Records supplied:
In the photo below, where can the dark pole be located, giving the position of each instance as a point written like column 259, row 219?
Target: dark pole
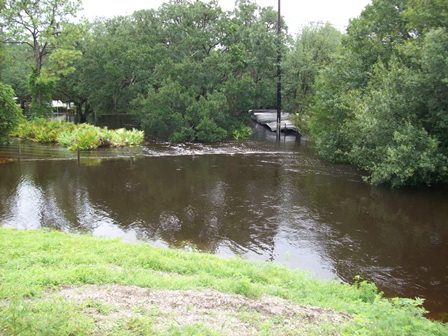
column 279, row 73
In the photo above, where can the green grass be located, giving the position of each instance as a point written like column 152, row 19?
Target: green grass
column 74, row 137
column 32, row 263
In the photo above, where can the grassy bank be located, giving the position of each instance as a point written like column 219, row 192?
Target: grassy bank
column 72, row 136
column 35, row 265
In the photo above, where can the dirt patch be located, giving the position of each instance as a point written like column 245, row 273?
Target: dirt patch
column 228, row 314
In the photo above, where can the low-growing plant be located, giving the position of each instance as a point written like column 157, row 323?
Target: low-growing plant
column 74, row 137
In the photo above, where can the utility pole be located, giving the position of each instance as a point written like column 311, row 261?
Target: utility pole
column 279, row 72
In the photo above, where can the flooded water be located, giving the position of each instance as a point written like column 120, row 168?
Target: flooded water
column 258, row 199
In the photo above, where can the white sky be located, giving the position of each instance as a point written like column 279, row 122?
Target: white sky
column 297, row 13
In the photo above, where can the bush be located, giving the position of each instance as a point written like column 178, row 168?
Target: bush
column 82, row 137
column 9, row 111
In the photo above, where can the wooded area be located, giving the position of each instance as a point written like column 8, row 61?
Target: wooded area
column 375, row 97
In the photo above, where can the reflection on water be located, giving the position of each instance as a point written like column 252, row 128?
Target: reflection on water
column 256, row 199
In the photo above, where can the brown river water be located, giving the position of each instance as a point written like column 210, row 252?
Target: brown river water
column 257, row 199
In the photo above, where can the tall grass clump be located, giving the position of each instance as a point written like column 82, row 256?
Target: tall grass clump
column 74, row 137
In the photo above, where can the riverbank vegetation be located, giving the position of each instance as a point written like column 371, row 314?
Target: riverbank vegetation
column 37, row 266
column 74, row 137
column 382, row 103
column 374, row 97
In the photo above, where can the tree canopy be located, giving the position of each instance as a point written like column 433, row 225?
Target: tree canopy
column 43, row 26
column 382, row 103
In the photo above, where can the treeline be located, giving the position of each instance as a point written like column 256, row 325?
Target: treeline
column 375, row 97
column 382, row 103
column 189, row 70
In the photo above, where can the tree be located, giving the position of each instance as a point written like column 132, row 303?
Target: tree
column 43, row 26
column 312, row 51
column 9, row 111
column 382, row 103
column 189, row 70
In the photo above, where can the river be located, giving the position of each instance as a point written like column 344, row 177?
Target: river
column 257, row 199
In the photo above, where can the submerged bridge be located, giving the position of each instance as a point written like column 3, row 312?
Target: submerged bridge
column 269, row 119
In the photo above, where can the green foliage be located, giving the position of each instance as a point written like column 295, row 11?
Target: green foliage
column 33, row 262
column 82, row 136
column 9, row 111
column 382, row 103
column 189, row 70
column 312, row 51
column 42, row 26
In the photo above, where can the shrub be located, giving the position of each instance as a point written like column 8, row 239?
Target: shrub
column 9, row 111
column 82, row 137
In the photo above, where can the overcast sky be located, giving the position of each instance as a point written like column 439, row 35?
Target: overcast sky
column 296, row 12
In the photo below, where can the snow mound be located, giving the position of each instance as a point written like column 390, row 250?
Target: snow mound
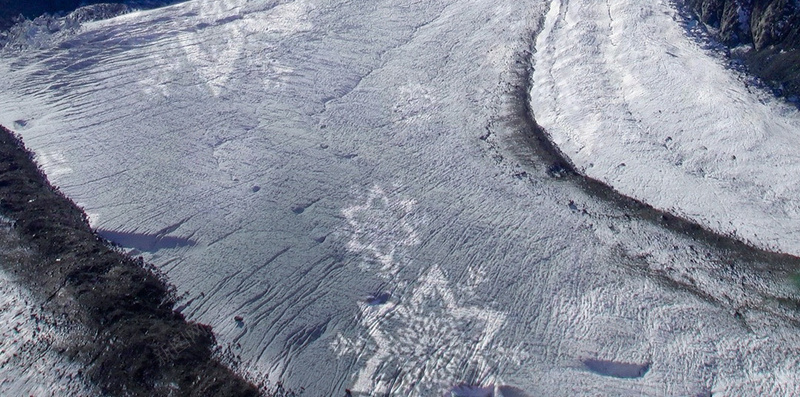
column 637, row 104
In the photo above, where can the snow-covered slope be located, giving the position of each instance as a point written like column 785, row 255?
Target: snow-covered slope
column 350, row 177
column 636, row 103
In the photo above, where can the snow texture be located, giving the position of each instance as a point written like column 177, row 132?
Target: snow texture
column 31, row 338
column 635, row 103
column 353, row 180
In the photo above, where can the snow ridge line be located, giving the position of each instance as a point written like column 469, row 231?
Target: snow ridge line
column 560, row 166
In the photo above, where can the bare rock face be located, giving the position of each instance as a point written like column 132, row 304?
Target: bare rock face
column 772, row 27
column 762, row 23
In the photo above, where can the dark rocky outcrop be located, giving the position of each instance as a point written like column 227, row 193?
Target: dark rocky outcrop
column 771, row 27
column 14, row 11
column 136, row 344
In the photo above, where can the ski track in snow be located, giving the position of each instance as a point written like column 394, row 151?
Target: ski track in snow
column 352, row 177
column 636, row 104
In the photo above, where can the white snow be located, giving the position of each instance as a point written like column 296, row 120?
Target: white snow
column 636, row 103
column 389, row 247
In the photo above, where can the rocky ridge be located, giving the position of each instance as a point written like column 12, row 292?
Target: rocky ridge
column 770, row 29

Exercise:
Each line from the one with "In the photo above, where can the dark" through the last line of the material is to be retyped exactly, and no other line is.

Task answer:
In the photo above, where can the dark rocky outcrop be located, giving the position of each instance as a point written like column 227, row 193?
Target: dark rocky outcrop
column 771, row 27
column 14, row 11
column 136, row 344
In the photo above, where can the ski track in snow be located, giving the position of each instance as a point written like column 394, row 151?
Target: ski track in snow
column 352, row 177
column 636, row 104
In the photo above, where can the white snow be located, giving the position of each instance as a point written like column 296, row 120?
Target: white snow
column 636, row 103
column 389, row 247
In the photo above, where can the rocky ridge be located, giving the position of each instance as a point written like column 12, row 292?
Target: rocky ridge
column 770, row 29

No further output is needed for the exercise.